(Dataset entries)
----
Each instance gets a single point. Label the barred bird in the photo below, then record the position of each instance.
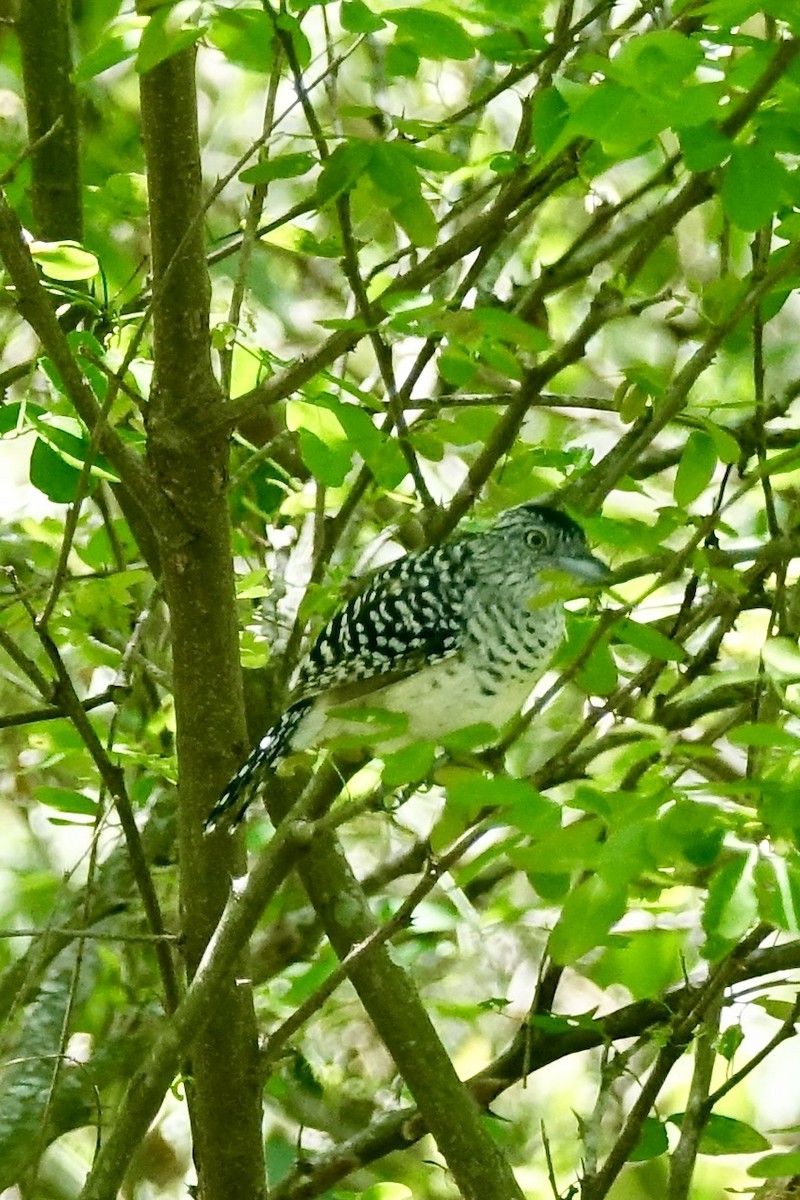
(452, 636)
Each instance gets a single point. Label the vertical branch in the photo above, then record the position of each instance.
(190, 466)
(43, 29)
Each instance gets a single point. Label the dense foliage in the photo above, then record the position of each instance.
(440, 259)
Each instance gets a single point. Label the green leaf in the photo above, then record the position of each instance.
(704, 147)
(587, 917)
(388, 1192)
(431, 34)
(731, 905)
(66, 261)
(696, 468)
(650, 641)
(323, 442)
(729, 1042)
(752, 186)
(474, 792)
(551, 115)
(284, 166)
(781, 657)
(65, 799)
(50, 474)
(656, 64)
(645, 961)
(775, 1165)
(506, 327)
(653, 1141)
(777, 883)
(726, 1135)
(342, 171)
(410, 765)
(356, 18)
(109, 53)
(416, 220)
(572, 849)
(763, 735)
(168, 31)
(382, 453)
(245, 36)
(401, 59)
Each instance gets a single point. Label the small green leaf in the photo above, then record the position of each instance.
(696, 468)
(431, 34)
(756, 735)
(356, 18)
(726, 1135)
(729, 1042)
(731, 905)
(342, 171)
(108, 54)
(704, 148)
(66, 261)
(168, 31)
(64, 799)
(587, 917)
(410, 765)
(401, 59)
(781, 658)
(50, 474)
(650, 641)
(416, 220)
(284, 166)
(751, 190)
(551, 114)
(388, 1192)
(245, 36)
(776, 1165)
(481, 792)
(653, 1141)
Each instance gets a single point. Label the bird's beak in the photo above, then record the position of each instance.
(585, 567)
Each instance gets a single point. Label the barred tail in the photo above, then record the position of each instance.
(248, 781)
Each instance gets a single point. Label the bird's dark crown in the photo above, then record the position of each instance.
(558, 522)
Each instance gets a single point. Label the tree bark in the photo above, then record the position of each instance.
(191, 469)
(52, 109)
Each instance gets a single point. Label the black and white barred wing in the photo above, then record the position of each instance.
(410, 613)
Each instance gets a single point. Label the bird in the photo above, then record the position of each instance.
(451, 636)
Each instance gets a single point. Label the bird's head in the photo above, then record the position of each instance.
(547, 545)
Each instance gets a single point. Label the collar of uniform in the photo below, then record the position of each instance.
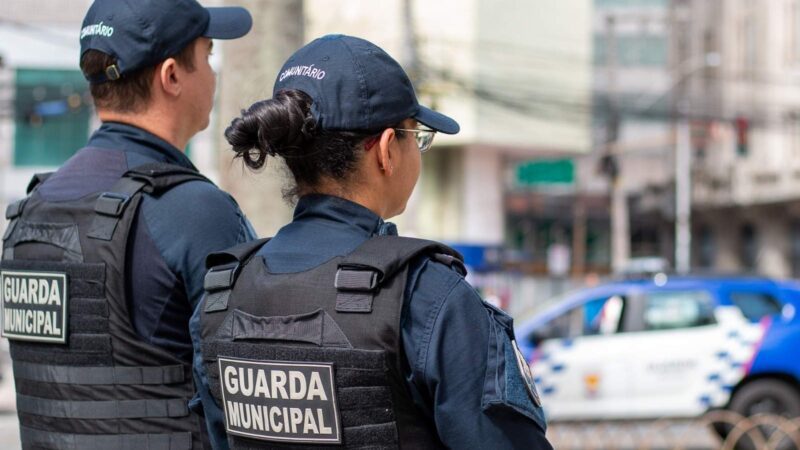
(120, 136)
(340, 210)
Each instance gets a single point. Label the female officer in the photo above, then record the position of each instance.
(336, 331)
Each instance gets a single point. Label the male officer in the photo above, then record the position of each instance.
(103, 262)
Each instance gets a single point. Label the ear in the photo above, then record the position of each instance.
(168, 77)
(386, 151)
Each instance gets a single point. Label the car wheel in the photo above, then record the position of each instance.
(768, 396)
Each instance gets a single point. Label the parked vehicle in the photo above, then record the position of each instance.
(668, 347)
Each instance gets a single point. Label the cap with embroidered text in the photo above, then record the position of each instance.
(142, 33)
(355, 85)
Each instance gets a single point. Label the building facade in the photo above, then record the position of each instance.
(746, 133)
(519, 83)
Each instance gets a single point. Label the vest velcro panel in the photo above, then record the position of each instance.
(364, 397)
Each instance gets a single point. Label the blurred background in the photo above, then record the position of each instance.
(599, 137)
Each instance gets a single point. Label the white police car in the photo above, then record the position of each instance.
(668, 347)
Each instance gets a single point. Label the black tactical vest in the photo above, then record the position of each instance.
(84, 378)
(305, 359)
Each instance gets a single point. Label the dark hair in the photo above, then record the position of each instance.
(284, 126)
(131, 92)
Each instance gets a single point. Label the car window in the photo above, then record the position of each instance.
(668, 310)
(755, 305)
(602, 316)
(599, 316)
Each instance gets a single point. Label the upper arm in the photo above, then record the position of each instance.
(464, 367)
(190, 221)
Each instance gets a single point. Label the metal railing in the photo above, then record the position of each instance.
(759, 432)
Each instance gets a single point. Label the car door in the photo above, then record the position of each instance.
(678, 346)
(582, 361)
----
**Task goal**
Reproduce the entries above exactly, without images.

**Task solution**
Each instance gets a single point. Label the barred bird in the photo below, then record the position of each instance.
(452, 636)
Each instance gets a single point. Label the vertical branch in the photo above, then record the position of each instance.
(190, 466)
(43, 29)
Each instance gets a single point. Label the dense foliage in the photo above, then record the position of each instance.
(440, 259)
Each instance gets a single point. Label the green leaf in the photo above, then record the position of each instance.
(704, 147)
(587, 917)
(388, 1192)
(431, 34)
(731, 905)
(66, 261)
(696, 468)
(650, 641)
(323, 442)
(729, 1042)
(752, 186)
(474, 792)
(551, 115)
(284, 166)
(781, 657)
(65, 799)
(50, 474)
(656, 64)
(645, 961)
(775, 1165)
(506, 327)
(653, 1141)
(777, 883)
(726, 1135)
(342, 171)
(410, 765)
(356, 18)
(109, 53)
(416, 220)
(572, 849)
(763, 735)
(168, 31)
(382, 453)
(245, 36)
(401, 59)
Each instance gets a single point. Label the small green leaf in the photo above, then record the position of each instance.
(696, 468)
(431, 34)
(756, 735)
(356, 18)
(726, 1135)
(729, 1042)
(731, 905)
(342, 171)
(108, 54)
(704, 148)
(66, 261)
(168, 31)
(64, 799)
(587, 917)
(410, 765)
(401, 59)
(781, 658)
(50, 474)
(650, 641)
(416, 220)
(284, 166)
(751, 190)
(551, 114)
(388, 1192)
(245, 36)
(776, 1165)
(481, 792)
(653, 1141)
Each instance gets a single point. Label the bird's beak in the photo above, then record the position of each instance.
(585, 567)
Each instance gets a single point. Label the barred tail in the photo above, then record the position of each instance.
(248, 781)
Each instance gets a single point. Label the bird's dark crown in the photo above, then record the position of each instance.
(558, 522)
Each instance gets a single point. Label the tree bark in the photo above, then record the position of each instance.
(191, 469)
(52, 109)
Each instance gets a single point. Label the black and white barred wing in the photo above, then record the position of each instance.
(410, 613)
Each instance gets a single point. Label the bird in the photo above, then record the position of each instance.
(451, 636)
Each instance gets a single point. Label the bird's head in the photo above, then record the position of each instance.
(547, 545)
Each instance gets a single point. Label the collar of uniform in the photo below, then record the position of each instance.
(120, 136)
(340, 210)
Each instance gets a single point. Label the female officer in the photo above, then record the position of each instance.
(336, 331)
Each instance gets a single point. Label the male officer in the photo above, then record the position of each instance.
(103, 262)
Each instance gets a single point. Label the ear in the photo above, then record the position of each instance.
(168, 77)
(386, 151)
Each instance gets a single point. Label the car wheel in the photo above, then record the position of each instance.
(768, 396)
Each instance gets a single point. Label the parked vehicle in the photo above, then record the position of each instance.
(668, 347)
Each instance gets a single point. Label the cap with embroidered text in the photo above, then record the position of each instance.
(142, 33)
(355, 85)
Each instance gets a single point. Label the building facade in the photo above, then record the position of each instance.
(746, 133)
(519, 83)
Each instance gets a single point. Label the vest velcro panel in the photo above, then record the position of each instance.
(364, 397)
Each instance gets a single point. Label the blurred background in the photo above, then record the position of each instance.
(599, 137)
Each instance gets a single point. Label the white police car in the photo above, then record the position of each instance.
(668, 347)
Each instance gets a single point. Label the black tactical vest in the photo above, then record the position of each instance.
(84, 378)
(305, 359)
Each instance gets a single point. Label the dark hair in the photo above, then record the position of each instance.
(284, 126)
(131, 92)
Each instance gets a single point. Label the car window in the photo above, then record the position of each instance.
(668, 310)
(755, 305)
(602, 316)
(599, 316)
Each instance gets a single point. Label the upper arm in the photo above, then record the position of each instance.
(464, 367)
(190, 221)
Each instance gets a single point. Label the metal railing in the photo above, then record the position of each instance.
(759, 432)
Each instance gets a single point. Label the car door in the photo above, then record the position of each instance.
(678, 346)
(582, 361)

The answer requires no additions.